## INFORMATION PROVIDED
####
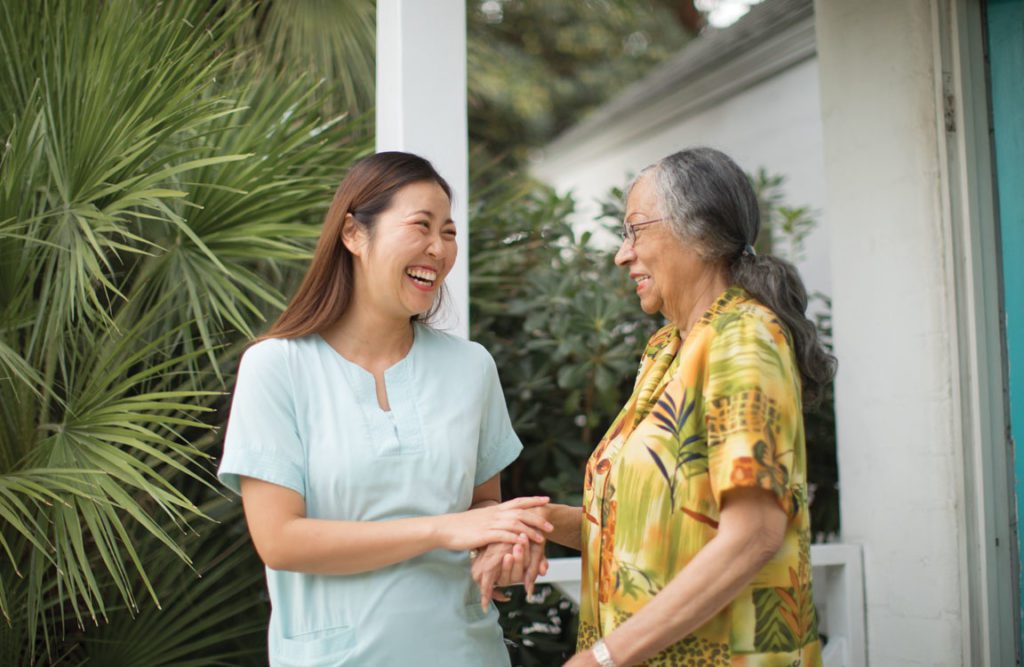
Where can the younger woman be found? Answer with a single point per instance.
(367, 447)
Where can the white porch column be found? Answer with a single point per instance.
(421, 109)
(895, 321)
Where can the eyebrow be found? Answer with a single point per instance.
(429, 215)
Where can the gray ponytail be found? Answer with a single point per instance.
(711, 204)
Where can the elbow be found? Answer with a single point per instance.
(274, 558)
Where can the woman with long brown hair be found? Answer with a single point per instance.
(367, 446)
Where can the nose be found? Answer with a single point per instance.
(626, 253)
(436, 246)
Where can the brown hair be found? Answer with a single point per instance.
(326, 291)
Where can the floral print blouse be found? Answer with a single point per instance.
(718, 411)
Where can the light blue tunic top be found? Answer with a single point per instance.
(306, 418)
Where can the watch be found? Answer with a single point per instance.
(602, 654)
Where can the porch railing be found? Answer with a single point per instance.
(839, 597)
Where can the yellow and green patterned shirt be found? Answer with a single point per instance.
(720, 411)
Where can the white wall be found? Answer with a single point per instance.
(775, 124)
(894, 324)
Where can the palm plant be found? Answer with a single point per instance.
(156, 186)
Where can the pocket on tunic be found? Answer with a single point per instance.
(321, 648)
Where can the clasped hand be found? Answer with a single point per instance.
(503, 564)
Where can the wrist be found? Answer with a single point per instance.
(602, 654)
(434, 532)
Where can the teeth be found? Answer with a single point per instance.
(422, 275)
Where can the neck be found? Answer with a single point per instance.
(370, 337)
(697, 301)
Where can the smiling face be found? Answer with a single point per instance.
(668, 273)
(400, 267)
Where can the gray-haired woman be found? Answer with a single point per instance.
(694, 526)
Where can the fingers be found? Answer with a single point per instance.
(487, 586)
(537, 559)
(525, 502)
(518, 563)
(534, 520)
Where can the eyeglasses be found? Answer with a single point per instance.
(629, 232)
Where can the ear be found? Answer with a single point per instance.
(353, 235)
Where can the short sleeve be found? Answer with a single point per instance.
(753, 410)
(499, 445)
(262, 439)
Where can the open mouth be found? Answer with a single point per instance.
(424, 278)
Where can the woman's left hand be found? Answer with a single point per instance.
(585, 659)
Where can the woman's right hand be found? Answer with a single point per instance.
(505, 523)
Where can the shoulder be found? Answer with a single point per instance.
(272, 357)
(748, 323)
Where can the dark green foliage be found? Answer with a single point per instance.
(157, 191)
(538, 67)
(565, 328)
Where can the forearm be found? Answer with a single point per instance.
(716, 575)
(336, 547)
(566, 520)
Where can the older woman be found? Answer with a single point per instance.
(694, 526)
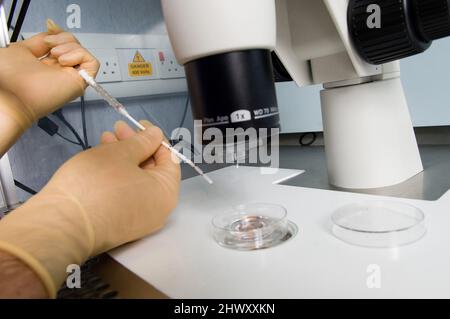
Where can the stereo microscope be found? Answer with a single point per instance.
(233, 52)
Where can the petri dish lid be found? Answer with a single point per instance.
(379, 224)
(253, 226)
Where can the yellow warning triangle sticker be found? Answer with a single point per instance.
(138, 58)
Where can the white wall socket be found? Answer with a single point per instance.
(168, 67)
(109, 65)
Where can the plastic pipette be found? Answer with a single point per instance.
(122, 110)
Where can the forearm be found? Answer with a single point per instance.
(48, 233)
(18, 281)
(12, 125)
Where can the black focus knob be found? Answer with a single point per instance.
(387, 30)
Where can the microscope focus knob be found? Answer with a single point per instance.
(433, 18)
(388, 30)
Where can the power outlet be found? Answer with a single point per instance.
(109, 65)
(168, 67)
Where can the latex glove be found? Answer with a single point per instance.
(31, 88)
(112, 194)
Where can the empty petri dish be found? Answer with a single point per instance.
(380, 224)
(253, 227)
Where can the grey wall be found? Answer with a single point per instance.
(426, 79)
(37, 155)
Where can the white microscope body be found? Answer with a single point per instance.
(369, 136)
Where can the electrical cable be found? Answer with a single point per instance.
(183, 119)
(24, 188)
(20, 20)
(83, 120)
(11, 13)
(63, 120)
(68, 139)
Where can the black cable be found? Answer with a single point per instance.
(68, 139)
(186, 108)
(11, 13)
(24, 188)
(63, 120)
(83, 120)
(20, 20)
(183, 119)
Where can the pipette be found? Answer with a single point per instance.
(122, 110)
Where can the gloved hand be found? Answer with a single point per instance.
(112, 194)
(31, 88)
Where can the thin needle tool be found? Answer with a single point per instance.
(122, 110)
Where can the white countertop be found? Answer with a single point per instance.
(184, 261)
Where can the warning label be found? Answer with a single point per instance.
(139, 67)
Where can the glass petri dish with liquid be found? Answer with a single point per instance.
(253, 227)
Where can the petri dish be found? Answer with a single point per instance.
(379, 224)
(253, 227)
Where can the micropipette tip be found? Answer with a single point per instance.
(121, 110)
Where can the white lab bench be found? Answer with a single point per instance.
(184, 261)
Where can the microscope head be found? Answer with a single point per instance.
(406, 27)
(225, 47)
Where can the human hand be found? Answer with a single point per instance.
(112, 194)
(31, 88)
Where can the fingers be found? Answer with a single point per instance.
(79, 56)
(123, 131)
(53, 40)
(163, 158)
(143, 145)
(53, 28)
(108, 138)
(64, 49)
(37, 44)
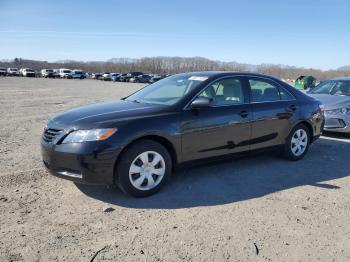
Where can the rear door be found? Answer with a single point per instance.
(274, 112)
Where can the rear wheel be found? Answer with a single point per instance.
(297, 143)
(144, 168)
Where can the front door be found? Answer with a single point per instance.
(274, 111)
(224, 127)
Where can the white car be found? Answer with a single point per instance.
(12, 72)
(78, 74)
(65, 73)
(27, 72)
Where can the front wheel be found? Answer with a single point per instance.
(297, 143)
(144, 168)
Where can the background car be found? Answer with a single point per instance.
(119, 78)
(27, 72)
(335, 96)
(156, 78)
(78, 74)
(109, 76)
(65, 73)
(127, 77)
(140, 79)
(96, 76)
(47, 73)
(12, 71)
(305, 82)
(3, 72)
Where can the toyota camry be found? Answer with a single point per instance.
(138, 141)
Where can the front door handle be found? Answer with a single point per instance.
(292, 108)
(244, 114)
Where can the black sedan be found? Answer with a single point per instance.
(137, 142)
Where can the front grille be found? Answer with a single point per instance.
(50, 134)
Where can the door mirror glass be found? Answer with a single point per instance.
(201, 102)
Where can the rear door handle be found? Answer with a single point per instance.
(292, 108)
(244, 114)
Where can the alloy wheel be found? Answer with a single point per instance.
(299, 142)
(147, 170)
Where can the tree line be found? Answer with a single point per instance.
(173, 65)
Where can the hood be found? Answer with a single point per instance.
(332, 101)
(103, 114)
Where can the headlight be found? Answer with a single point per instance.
(339, 111)
(80, 136)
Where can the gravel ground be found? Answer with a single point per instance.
(257, 208)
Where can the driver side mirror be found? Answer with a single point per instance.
(201, 102)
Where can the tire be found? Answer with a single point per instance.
(297, 143)
(134, 172)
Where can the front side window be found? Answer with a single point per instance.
(264, 91)
(224, 92)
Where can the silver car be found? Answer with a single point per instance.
(335, 96)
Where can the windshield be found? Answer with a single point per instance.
(333, 87)
(167, 91)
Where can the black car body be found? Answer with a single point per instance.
(156, 78)
(3, 72)
(141, 79)
(192, 128)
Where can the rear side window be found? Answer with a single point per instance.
(263, 91)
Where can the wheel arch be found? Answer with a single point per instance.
(309, 127)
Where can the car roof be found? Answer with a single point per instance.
(215, 74)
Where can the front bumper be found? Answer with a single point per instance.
(89, 163)
(337, 123)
####
## TASK STATEMENT
For the records above, output each one exactly and skip any image.

## SOLUTION TO THE PROBLEM
Where can the younger woman be found? Answer with a single point per instance.
(367, 447)
Where can the white porch column be found? Answer with a single point per instance.
(421, 109)
(895, 321)
Where can the eyebrow be found? Answer with a single point per instance.
(429, 215)
Where can the gray ponytail be found? Answer with a single point per instance.
(711, 204)
Where can the elbow be found? Answer with a single point per instance.
(274, 558)
Where can the woman with long brown hair be found? Answer with a single point per instance.
(367, 446)
Where can the nose be found? Answer with a single point per instance.
(626, 253)
(436, 246)
Where can the brown hair be found? Answer with a single point per instance.
(326, 291)
Where can the floral print blouse be found? Answer with a single point per instance.
(718, 411)
Where can the light blue tunic top be found? Answer with a single point per instance.
(306, 418)
Where can the watch be found? Answer with a single point per instance.
(602, 654)
Where can the porch railing be found? Answer with a single point per instance.
(839, 597)
Where can the yellow and green patterned shirt be found? Answer with a single point per instance.
(720, 411)
Where can the white wall be found? Answer with a single point per instance.
(775, 124)
(894, 324)
Where can the palm plant be found? Answer with a single point per instance.
(156, 186)
Where can the pocket on tunic be found? Answer with a single point per instance.
(321, 648)
Where can the clasped hand be found? Answer with a single point per instance.
(503, 564)
Where can the wrist be found? Answer with a single point per instance.
(602, 654)
(434, 532)
Where can the teeth be found? Answer with a single point per instance.
(422, 275)
Where can the neck be found? Answer with a single point per instance.
(370, 337)
(697, 301)
Where can the smiling face be found? Answer with a single point per instance.
(668, 273)
(400, 267)
Where can the gray-haired woman be found? Answer with a single point per instance.
(694, 526)
Where can the fingers be found? Answer with a single point per instance.
(487, 586)
(537, 559)
(525, 502)
(518, 563)
(534, 520)
Where can the eyeglasses be found? Answer with a single point per instance.
(629, 232)
Where can the ear be found? Answer with a single point per instance.
(353, 235)
Where can the short sleeve be found? Answer with a single point per instance.
(753, 410)
(499, 445)
(262, 439)
Where can the open mouth be found? Answer with a single point per instance.
(424, 278)
Where can the woman's left hand be found? Answer with a single point per instance.
(585, 659)
Where can the woman's right hand be found? Answer with a single point per instance.
(505, 523)
Where can the shoulder be found? Answer with a single point per instance.
(272, 357)
(748, 323)
Where can the dark green foliage be found? Answer with a single point per instance.
(157, 191)
(538, 67)
(565, 328)
Where can the forearm be found? Answer with a single point per instance.
(716, 575)
(336, 547)
(566, 520)
Where can the older woman be found? Answer with a single point per instance.
(694, 526)
Where can the stereo microscope be found? Answer with a single point per instance.
(233, 52)
Where can the petri dish lid be found? Answer with a single point per instance.
(379, 224)
(253, 226)
Where can the yellow warning triangle sticker be found? Answer with a single point per instance.
(138, 58)
Where can the white wall socket be found? Answer with a single point per instance.
(168, 67)
(109, 65)
Where can the plastic pipette be found? Answer with a single point per instance.
(122, 110)
Where can the forearm be found? Answer with a single point per instance.
(48, 233)
(18, 281)
(12, 125)
Where can the black focus knob be found? Answer with a single point per instance.
(387, 30)
Where can the microscope focus knob be found? Answer with a single point per instance.
(433, 18)
(388, 30)
Where can the power outlet be found? Answer with a single point per instance.
(109, 65)
(168, 67)
Where can the latex glove be found? Answer with a single point per instance.
(31, 88)
(112, 194)
Where can the empty petri dish be found? Answer with a single point per instance.
(380, 224)
(253, 227)
Where can the grey wall be found? Answer with a single point per instance.
(426, 79)
(37, 155)
Where can the white microscope body be found? Answer with a single point per instance.
(369, 136)
Where can the electrical cable be found? Answer with a single point per instance.
(183, 119)
(24, 188)
(20, 20)
(83, 120)
(11, 13)
(63, 120)
(68, 139)
Where can the black cable be found? Answer with a single point per instance.
(68, 139)
(186, 108)
(11, 13)
(24, 188)
(63, 120)
(83, 120)
(20, 20)
(183, 119)
Where can the pipette be found? Answer with a single point per instance.
(122, 110)
Where can the gloved hand be found? Answer with a single point per instance.
(112, 194)
(31, 88)
Where can the thin needle tool be found? Answer with a single point per instance.
(122, 110)
Where can the white countertop be found? Answer with a single point per instance.
(184, 261)
Where can the warning label be found? Answer with a single point per instance.
(139, 67)
Where can the glass petri dish with liquid be found? Answer with a single point per instance.
(253, 227)
Where can the petri dish be found? Answer with a single point per instance.
(379, 224)
(253, 227)
Where can the micropipette tip be found? Answer with a single point per instance.
(121, 110)
Where can the white lab bench be found? Answer with a single point per instance.
(184, 261)
Where can the microscope head be found? Answer with a single point per instance.
(406, 27)
(225, 47)
Where can the human hand be found? Answer with a single point per instance.
(112, 194)
(31, 88)
Where can the fingers be found? Answer with a single point per instance.
(79, 56)
(123, 131)
(53, 40)
(163, 158)
(143, 145)
(53, 28)
(108, 138)
(64, 49)
(37, 44)
Where can the rear door be found? Answer with a single point per instance.
(274, 112)
Where can the rear wheel be found? Answer with a single point per instance.
(297, 143)
(144, 168)
Where can the front door be found? Answer with a single point per instance.
(274, 111)
(224, 127)
Where can the white car be found? Answer with a single point per instance.
(12, 72)
(78, 74)
(65, 73)
(27, 72)
Where can the front wheel be found? Answer with a single point per instance.
(297, 143)
(144, 168)
Where can the background car be found? Answer with a single point per instance.
(119, 78)
(27, 72)
(335, 96)
(156, 78)
(78, 74)
(109, 76)
(65, 73)
(127, 77)
(140, 79)
(96, 76)
(47, 73)
(12, 71)
(305, 82)
(3, 72)
Where can the toyota camry be found? Answer with a single point per instance.
(138, 141)
Where can the front door handle be found? Answer with a single point per instance.
(292, 108)
(244, 114)
Where can the black sedan be found? Answer with a single point per instance.
(137, 142)
Where can the front grille be found? Answer with a single point per instance.
(50, 134)
Where can the door mirror glass be found? Answer with a single point per instance.
(201, 102)
Where can the rear door handle be found? Answer with a single point per instance.
(292, 108)
(244, 114)
Where can the alloy wheel be found? Answer with a single point per instance.
(299, 142)
(147, 170)
Where can the tree line be found? Answer with a single point per instance.
(173, 65)
Where can the hood be found? Answer with a single point per instance.
(332, 101)
(103, 114)
Where can the headlight be found? Answer with a single point per instance.
(339, 111)
(80, 136)
Where can the gravel ground be found? Answer with a single point per instance.
(257, 208)
Where can the driver side mirror be found? Answer with a single point per instance.
(201, 102)
Where can the tire be found? Answer with a single point per instance.
(297, 143)
(134, 172)
Where can the front side window be found? Answer with a single point per instance.
(264, 91)
(224, 92)
Where can the silver car be found? Answer with a single point per instance.
(335, 96)
Where can the windshield be found? Answer with a single point per instance.
(333, 87)
(167, 91)
Where can the black car body be found? Answer with a single point per instance.
(156, 78)
(3, 72)
(141, 79)
(192, 128)
Where can the rear side window be found? Answer with a single point per instance.
(263, 91)
Where can the wheel arch be found? Answer with a single point per instance.
(309, 127)
Where can the car roof be found? Answer with a single point per instance.
(215, 74)
Where can the front bumper be found? Answer with a single point per instance.
(89, 163)
(337, 123)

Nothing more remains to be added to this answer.